__Written request__
Retype each of the following lines with no changes at all.

__Records shown__
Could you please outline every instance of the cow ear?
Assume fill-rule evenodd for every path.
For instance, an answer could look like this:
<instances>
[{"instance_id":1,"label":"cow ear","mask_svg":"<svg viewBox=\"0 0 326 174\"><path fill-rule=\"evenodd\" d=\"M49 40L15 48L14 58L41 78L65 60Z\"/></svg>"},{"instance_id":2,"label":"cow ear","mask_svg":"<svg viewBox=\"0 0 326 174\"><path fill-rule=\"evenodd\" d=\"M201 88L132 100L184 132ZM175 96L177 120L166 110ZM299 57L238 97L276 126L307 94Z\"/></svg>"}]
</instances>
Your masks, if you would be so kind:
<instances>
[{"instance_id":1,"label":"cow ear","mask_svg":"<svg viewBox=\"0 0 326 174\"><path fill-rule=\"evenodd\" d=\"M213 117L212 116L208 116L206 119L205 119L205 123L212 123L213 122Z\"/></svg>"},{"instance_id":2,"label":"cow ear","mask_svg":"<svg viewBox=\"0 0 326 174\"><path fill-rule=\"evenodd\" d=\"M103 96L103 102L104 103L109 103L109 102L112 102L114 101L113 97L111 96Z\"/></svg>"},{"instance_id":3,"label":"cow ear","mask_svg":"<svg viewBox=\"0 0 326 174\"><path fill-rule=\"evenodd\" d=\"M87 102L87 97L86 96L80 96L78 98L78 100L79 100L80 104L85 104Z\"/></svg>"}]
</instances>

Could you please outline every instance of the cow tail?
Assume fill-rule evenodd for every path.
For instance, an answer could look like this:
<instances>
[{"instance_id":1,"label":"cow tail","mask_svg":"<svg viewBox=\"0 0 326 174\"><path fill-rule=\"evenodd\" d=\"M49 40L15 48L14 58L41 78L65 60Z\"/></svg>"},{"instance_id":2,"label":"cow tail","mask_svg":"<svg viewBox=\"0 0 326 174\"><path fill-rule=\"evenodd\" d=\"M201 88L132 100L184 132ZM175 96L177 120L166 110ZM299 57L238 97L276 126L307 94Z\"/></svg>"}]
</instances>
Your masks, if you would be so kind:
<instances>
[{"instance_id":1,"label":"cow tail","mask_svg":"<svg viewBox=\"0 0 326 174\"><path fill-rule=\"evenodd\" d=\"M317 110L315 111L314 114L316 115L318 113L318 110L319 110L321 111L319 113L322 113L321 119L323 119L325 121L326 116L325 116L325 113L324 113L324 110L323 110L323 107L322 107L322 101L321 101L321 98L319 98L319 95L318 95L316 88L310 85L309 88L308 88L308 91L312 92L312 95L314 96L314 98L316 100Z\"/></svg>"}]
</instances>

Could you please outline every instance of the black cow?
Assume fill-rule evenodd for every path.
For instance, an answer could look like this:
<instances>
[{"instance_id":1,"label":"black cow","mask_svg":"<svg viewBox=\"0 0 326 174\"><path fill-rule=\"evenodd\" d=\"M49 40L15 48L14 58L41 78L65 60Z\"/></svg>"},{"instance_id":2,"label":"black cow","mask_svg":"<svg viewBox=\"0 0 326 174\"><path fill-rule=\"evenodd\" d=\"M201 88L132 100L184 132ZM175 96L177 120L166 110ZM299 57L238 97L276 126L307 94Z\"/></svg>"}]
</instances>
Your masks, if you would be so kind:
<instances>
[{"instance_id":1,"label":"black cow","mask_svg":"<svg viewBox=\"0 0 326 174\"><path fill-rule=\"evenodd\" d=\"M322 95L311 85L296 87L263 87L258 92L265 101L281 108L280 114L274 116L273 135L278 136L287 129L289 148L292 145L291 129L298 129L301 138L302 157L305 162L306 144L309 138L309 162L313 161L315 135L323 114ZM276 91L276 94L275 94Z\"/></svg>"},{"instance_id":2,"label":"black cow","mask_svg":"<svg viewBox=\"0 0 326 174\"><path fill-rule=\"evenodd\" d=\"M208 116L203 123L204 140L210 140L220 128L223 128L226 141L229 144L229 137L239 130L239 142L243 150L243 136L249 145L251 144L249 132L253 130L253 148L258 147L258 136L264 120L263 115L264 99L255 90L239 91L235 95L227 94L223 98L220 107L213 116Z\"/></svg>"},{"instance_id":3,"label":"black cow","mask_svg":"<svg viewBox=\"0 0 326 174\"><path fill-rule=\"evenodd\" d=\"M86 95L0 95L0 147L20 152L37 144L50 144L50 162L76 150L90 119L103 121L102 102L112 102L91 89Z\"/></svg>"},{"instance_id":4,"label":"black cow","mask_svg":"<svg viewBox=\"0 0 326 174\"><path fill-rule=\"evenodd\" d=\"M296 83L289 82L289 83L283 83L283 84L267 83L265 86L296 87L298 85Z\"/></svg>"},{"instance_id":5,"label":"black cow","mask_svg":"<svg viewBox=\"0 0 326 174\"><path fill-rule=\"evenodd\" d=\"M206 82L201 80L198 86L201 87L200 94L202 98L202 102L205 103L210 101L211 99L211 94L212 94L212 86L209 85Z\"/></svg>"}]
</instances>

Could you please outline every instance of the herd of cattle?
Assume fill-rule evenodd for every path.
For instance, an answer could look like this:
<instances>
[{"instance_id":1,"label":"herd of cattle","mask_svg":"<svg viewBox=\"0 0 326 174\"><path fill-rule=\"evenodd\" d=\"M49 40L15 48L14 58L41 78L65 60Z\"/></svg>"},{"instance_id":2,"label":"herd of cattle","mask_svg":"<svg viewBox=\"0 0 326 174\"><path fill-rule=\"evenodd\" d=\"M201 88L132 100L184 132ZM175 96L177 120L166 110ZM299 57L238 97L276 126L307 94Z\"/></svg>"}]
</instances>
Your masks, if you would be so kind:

__Task answer__
Could you please outline every instance of the cow ear?
Assume fill-rule evenodd for every path.
For instance, an answer could look like this:
<instances>
[{"instance_id":1,"label":"cow ear","mask_svg":"<svg viewBox=\"0 0 326 174\"><path fill-rule=\"evenodd\" d=\"M49 40L15 48L14 58L41 78L65 60Z\"/></svg>"},{"instance_id":2,"label":"cow ear","mask_svg":"<svg viewBox=\"0 0 326 174\"><path fill-rule=\"evenodd\" d=\"M201 88L132 100L184 132ZM175 96L177 120L166 110ZM299 57L238 97L276 126L307 94Z\"/></svg>"}]
</instances>
Your masks, if you would be so kind:
<instances>
[{"instance_id":1,"label":"cow ear","mask_svg":"<svg viewBox=\"0 0 326 174\"><path fill-rule=\"evenodd\" d=\"M213 117L212 116L208 116L206 119L205 119L205 123L212 123L213 122Z\"/></svg>"},{"instance_id":2,"label":"cow ear","mask_svg":"<svg viewBox=\"0 0 326 174\"><path fill-rule=\"evenodd\" d=\"M103 96L103 102L104 103L109 103L109 102L112 102L114 101L113 97L111 96Z\"/></svg>"},{"instance_id":3,"label":"cow ear","mask_svg":"<svg viewBox=\"0 0 326 174\"><path fill-rule=\"evenodd\" d=\"M87 102L87 97L86 96L80 96L78 98L78 100L79 100L80 104L85 104Z\"/></svg>"}]
</instances>

Could you please outline every instance of the cow tail?
Assume fill-rule evenodd for every path.
For instance, an answer could look like this:
<instances>
[{"instance_id":1,"label":"cow tail","mask_svg":"<svg viewBox=\"0 0 326 174\"><path fill-rule=\"evenodd\" d=\"M49 40L15 48L14 58L41 78L65 60Z\"/></svg>"},{"instance_id":2,"label":"cow tail","mask_svg":"<svg viewBox=\"0 0 326 174\"><path fill-rule=\"evenodd\" d=\"M201 88L132 100L184 132ZM175 96L177 120L166 110ZM299 57L238 97L276 126L307 94Z\"/></svg>"}]
</instances>
Your masks, if you would be so kind:
<instances>
[{"instance_id":1,"label":"cow tail","mask_svg":"<svg viewBox=\"0 0 326 174\"><path fill-rule=\"evenodd\" d=\"M317 110L315 111L314 114L316 115L318 113L318 110L319 110L321 111L319 113L322 113L321 119L323 119L325 121L326 116L325 116L325 113L324 113L324 110L323 110L323 107L322 107L322 101L321 101L321 98L319 98L319 95L318 95L316 88L310 85L309 88L308 88L308 91L312 92L312 95L314 96L314 98L316 100Z\"/></svg>"}]
</instances>

Could you please outline every instance of the black cow?
Assume fill-rule evenodd for every path.
For instance, an answer could look like this:
<instances>
[{"instance_id":1,"label":"black cow","mask_svg":"<svg viewBox=\"0 0 326 174\"><path fill-rule=\"evenodd\" d=\"M49 40L15 48L14 58L41 78L65 60Z\"/></svg>"},{"instance_id":2,"label":"black cow","mask_svg":"<svg viewBox=\"0 0 326 174\"><path fill-rule=\"evenodd\" d=\"M201 88L132 100L184 132ZM175 96L177 120L166 110ZM299 57L238 97L276 126L307 94Z\"/></svg>"}]
</instances>
Your masks, if you would be so kind:
<instances>
[{"instance_id":1,"label":"black cow","mask_svg":"<svg viewBox=\"0 0 326 174\"><path fill-rule=\"evenodd\" d=\"M322 95L311 85L296 87L263 87L258 92L265 101L281 108L280 114L274 116L273 135L278 136L287 129L289 148L292 145L291 129L298 129L301 138L302 157L305 162L306 144L309 138L309 162L313 161L315 135L323 114ZM276 91L276 94L275 94Z\"/></svg>"},{"instance_id":2,"label":"black cow","mask_svg":"<svg viewBox=\"0 0 326 174\"><path fill-rule=\"evenodd\" d=\"M208 116L203 123L204 140L210 140L220 128L223 128L226 141L229 144L229 137L239 130L239 142L243 150L243 136L249 145L251 144L249 132L253 130L253 148L258 147L258 136L264 120L263 115L264 99L255 90L239 91L235 95L227 94L223 98L220 107L213 116Z\"/></svg>"},{"instance_id":3,"label":"black cow","mask_svg":"<svg viewBox=\"0 0 326 174\"><path fill-rule=\"evenodd\" d=\"M86 95L0 95L0 147L20 152L37 144L50 144L50 162L76 150L90 119L103 121L102 102L112 102L91 89Z\"/></svg>"},{"instance_id":4,"label":"black cow","mask_svg":"<svg viewBox=\"0 0 326 174\"><path fill-rule=\"evenodd\" d=\"M296 83L289 82L289 83L283 83L283 84L267 83L265 86L296 87L298 85Z\"/></svg>"},{"instance_id":5,"label":"black cow","mask_svg":"<svg viewBox=\"0 0 326 174\"><path fill-rule=\"evenodd\" d=\"M206 82L201 80L198 86L201 87L200 94L202 98L202 102L205 103L210 101L211 99L211 94L212 94L212 86L209 85Z\"/></svg>"}]
</instances>

Could you please outline every instance of the herd of cattle?
Assume fill-rule evenodd for every path.
For instance, an answer could look like this:
<instances>
[{"instance_id":1,"label":"herd of cattle","mask_svg":"<svg viewBox=\"0 0 326 174\"><path fill-rule=\"evenodd\" d=\"M49 40L15 48L14 58L41 78L65 60Z\"/></svg>"},{"instance_id":2,"label":"herd of cattle","mask_svg":"<svg viewBox=\"0 0 326 174\"><path fill-rule=\"evenodd\" d=\"M201 88L132 100L184 132ZM175 96L177 120L166 110ZM299 57L238 97L276 126L307 94Z\"/></svg>"}]
</instances>
Your masks, if you would be so kind:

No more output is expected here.